--- Challenges ---
1. Set down the part of the licensing text below starting at "- Publicly perform" and ending at "owner’s exclusive rights.", word for word.
2. Put this sentence from the licensing text below into Spanish: "A copyright license is a grant of permission to use certain copyright rights."
3. Pick up the licensing text below right after its last sentence and keep writing.

--- Article ---
start
OER Toolkit – Licensing
Open Educational Resources (OER) is based on a set of permissions that enable the use and modification of educational content. In this section, one will gain knowledge about the shift from traditional copyright to open licenses, and how to apply open licenses to works created, remixed, and shared. Local educational service units can also provide support on issues related to licensing and copyright.
What is copyright?
Copyright is a form of legal protection that affords the copyright owner the exclusive rights to, among other things:
- Reproduce (copy)
- Publicly perform
- Publicly display
- Create “derivative works” (e.g., translations, revisions, other modifications)
Without permission from the copyright owner, or an applicable exception such as fair use under the Copyright Act, it is a violation of copyright law to exercise any of the copyright owner’s exclusive rights.
What is a copyright license?
A copyright license is a grant of permission to use certain copyright rights. Copyright licenses often have specific limitations that are outlined. For example, they may:
- Be limited in time
- Contain geographical restrictions
- Only allow for educational uses
- Only grant permission to use some of the copyright rights (for example, a license may grant permission to download and distribute a work, but not the right to create derivative works)
Creative Commons licenses are copyright licenses. Many works in the Nebraska OER hub are Creative Commons licensed. There are six main Creative Commons licenses. All require that any uses include attribution to the original author; some permit only noncommercial uses; some do not allow the creation of derivative works. When evaluating the permitted scope of uses, read all copyright licenses closely. Using a work in a manner that exceeds the scope of permissions granted in a license is copyright infringement. When licensing new work or remixed work that is shared on the Nebraska’s OER Commons hub, it is recommended to license the work as either “Attribution-Noncommercial-Share Alike,” which is universally noted as “CC BY-NC-SA” or “Attribution-Noncommercial-No Derivatives,” which is universally noted as “CC BY-NC-ND.”
end
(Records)
start
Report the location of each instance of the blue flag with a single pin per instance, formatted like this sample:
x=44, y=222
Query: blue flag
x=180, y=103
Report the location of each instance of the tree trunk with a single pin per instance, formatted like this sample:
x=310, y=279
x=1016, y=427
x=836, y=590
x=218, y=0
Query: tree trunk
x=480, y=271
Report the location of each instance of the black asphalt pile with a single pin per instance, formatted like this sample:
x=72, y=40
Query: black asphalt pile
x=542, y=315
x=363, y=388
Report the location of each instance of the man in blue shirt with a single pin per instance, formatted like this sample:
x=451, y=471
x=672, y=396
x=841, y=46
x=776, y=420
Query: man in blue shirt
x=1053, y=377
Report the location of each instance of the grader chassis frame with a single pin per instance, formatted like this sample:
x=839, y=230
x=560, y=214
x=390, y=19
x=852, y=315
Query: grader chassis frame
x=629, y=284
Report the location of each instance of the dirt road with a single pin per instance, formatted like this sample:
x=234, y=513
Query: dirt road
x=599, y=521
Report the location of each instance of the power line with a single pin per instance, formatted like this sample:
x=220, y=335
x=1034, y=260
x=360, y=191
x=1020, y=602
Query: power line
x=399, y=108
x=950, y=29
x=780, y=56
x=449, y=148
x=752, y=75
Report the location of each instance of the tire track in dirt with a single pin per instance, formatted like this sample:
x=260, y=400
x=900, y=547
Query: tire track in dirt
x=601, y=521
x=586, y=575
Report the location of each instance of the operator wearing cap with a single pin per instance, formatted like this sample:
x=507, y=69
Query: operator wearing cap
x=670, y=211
end
start
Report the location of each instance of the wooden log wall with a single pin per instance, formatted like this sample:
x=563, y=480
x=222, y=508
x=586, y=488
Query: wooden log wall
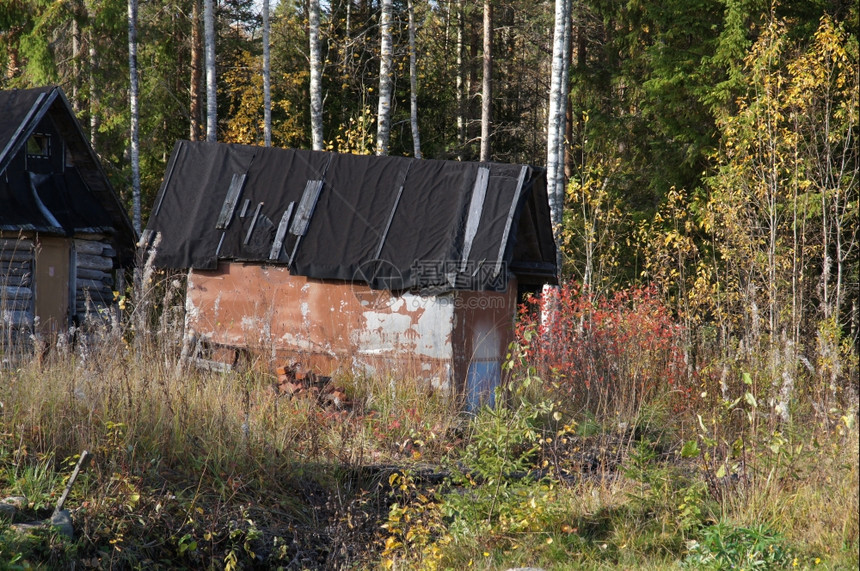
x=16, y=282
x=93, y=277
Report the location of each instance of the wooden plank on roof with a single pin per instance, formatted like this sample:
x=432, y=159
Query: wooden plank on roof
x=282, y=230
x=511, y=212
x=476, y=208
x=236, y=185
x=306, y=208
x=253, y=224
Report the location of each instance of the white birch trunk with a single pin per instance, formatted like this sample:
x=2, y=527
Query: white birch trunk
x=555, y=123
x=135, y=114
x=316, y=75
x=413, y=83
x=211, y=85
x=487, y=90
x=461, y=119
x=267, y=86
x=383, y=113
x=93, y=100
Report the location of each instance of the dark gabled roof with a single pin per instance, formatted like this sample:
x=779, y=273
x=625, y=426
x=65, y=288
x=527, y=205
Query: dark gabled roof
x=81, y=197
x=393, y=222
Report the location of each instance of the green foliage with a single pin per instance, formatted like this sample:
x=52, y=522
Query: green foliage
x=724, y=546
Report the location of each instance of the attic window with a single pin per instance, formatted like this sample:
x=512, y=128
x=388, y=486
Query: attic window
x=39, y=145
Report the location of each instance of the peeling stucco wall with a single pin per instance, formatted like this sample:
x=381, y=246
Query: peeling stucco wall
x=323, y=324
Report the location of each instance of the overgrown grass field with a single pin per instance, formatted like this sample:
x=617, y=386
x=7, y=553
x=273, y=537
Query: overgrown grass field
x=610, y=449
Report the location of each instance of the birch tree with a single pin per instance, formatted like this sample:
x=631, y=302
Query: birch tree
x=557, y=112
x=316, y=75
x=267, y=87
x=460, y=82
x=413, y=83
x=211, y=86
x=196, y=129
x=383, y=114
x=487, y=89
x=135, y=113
end
--- Replies ---
1.
- Publicly perform
- Publicly display
- Create “derivative works” (e.g., translations, revisions, other modifications)
Without permission from the copyright owner, or an applicable exception such as fair use under the Copyright Act, it is a violation of copyright law to exercise any of the copyright owner’s exclusive rights.

2. Una licencia de derechos de autor es una concesión de permiso para usar ciertos derechos de autor.

3.
National and Local Copyright Policy
Under the Copyright Act of The United States, the author of the work is generally the owner of the copyright. However, if a work is created within the scope of the author’s employment, the employer holds the copyright unless there is an agreement to the contrary.
Check your school district’s copyright policies and intellectual property policies. Collective agreements or employment contracts can also affect copyright ownership. Contact your administration if you need more information, since they may be able to direct you to relevant policies and contacts. See the sample OER Policy in the next section drafted by KSB School Law.
Works in the Public Domain are released from copyright protection, due to expiration of their copyright or by designation by the copyright holder. Also, some works automatically enter the public domain upon creation, because they are not copyrightable. For example, book titles, short phrases and slogans, ideas and facts, processes and systems, and certain government documents. Public Domain content may be used in any way by anyone.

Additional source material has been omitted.